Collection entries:
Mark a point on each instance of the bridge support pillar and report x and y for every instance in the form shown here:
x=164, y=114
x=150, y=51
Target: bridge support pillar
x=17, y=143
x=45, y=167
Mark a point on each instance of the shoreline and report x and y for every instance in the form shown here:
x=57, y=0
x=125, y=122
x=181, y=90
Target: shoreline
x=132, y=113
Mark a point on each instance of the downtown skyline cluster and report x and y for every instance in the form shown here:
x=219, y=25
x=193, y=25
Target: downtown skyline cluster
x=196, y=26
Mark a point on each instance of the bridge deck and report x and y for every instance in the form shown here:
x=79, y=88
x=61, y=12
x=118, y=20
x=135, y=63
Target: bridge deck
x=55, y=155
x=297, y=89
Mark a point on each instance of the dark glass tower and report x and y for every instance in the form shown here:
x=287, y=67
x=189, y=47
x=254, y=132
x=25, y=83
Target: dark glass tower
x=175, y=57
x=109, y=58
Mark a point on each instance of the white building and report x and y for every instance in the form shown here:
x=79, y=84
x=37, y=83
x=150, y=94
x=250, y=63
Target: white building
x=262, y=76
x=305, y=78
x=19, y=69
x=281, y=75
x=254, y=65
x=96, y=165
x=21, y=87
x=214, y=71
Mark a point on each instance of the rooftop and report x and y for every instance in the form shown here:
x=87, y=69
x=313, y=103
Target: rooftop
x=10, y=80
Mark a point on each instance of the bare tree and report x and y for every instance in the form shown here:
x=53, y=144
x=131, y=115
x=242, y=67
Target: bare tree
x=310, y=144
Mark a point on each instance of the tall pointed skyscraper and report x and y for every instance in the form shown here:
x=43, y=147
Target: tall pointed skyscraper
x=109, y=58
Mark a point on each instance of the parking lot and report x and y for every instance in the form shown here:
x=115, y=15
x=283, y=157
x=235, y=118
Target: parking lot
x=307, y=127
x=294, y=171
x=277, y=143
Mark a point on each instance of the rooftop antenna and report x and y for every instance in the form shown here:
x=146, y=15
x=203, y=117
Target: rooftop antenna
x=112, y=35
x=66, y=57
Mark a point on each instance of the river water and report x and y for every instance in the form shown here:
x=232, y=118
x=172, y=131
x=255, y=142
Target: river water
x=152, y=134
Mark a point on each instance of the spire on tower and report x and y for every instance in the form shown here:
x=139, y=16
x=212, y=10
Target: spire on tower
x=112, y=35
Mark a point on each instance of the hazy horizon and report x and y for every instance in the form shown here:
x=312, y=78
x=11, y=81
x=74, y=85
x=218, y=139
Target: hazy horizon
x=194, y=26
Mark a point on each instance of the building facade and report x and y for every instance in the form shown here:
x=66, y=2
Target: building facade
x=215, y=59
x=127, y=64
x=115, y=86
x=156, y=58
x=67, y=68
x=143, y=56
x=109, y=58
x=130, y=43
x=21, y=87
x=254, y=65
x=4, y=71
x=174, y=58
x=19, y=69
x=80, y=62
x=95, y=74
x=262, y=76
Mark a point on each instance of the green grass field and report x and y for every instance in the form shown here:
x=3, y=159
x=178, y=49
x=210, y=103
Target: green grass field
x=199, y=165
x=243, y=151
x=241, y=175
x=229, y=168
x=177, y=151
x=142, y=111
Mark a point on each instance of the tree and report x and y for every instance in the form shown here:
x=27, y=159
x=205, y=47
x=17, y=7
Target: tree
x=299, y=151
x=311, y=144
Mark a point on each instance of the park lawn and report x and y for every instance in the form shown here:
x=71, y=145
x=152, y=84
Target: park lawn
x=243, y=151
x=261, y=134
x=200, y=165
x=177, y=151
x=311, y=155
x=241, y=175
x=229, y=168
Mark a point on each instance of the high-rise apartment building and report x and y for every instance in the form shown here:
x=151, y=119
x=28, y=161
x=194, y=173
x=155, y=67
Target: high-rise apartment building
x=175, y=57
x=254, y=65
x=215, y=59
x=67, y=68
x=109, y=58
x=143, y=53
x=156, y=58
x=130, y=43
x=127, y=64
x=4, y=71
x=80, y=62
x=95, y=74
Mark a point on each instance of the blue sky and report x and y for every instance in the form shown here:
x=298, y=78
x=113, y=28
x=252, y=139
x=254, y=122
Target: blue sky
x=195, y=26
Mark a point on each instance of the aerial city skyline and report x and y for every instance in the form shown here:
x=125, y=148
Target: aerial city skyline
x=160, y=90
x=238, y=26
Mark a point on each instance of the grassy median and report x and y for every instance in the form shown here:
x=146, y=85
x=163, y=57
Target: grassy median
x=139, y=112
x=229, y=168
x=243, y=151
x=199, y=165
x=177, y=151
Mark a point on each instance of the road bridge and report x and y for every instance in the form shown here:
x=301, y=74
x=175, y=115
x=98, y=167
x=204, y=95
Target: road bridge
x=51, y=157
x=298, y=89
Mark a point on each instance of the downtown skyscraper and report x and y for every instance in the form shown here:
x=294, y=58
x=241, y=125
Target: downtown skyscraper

→ **EXERCISE**: The expected answer is an exact copy of the lines above, beginning at the line with "Mark a point on each instance of the dark" and ending at the line with "x=150, y=94", with both ends in.

→ **EXERCISE SOLUTION**:
Mark a point on each instance of the dark glass tower and report x and y for every instance in the form shown here:
x=287, y=67
x=189, y=47
x=254, y=132
x=25, y=83
Target: dark glass tower
x=175, y=57
x=109, y=58
Mark a point on each instance of the white building and report x and y for every instance in the form shown here:
x=79, y=84
x=37, y=83
x=150, y=94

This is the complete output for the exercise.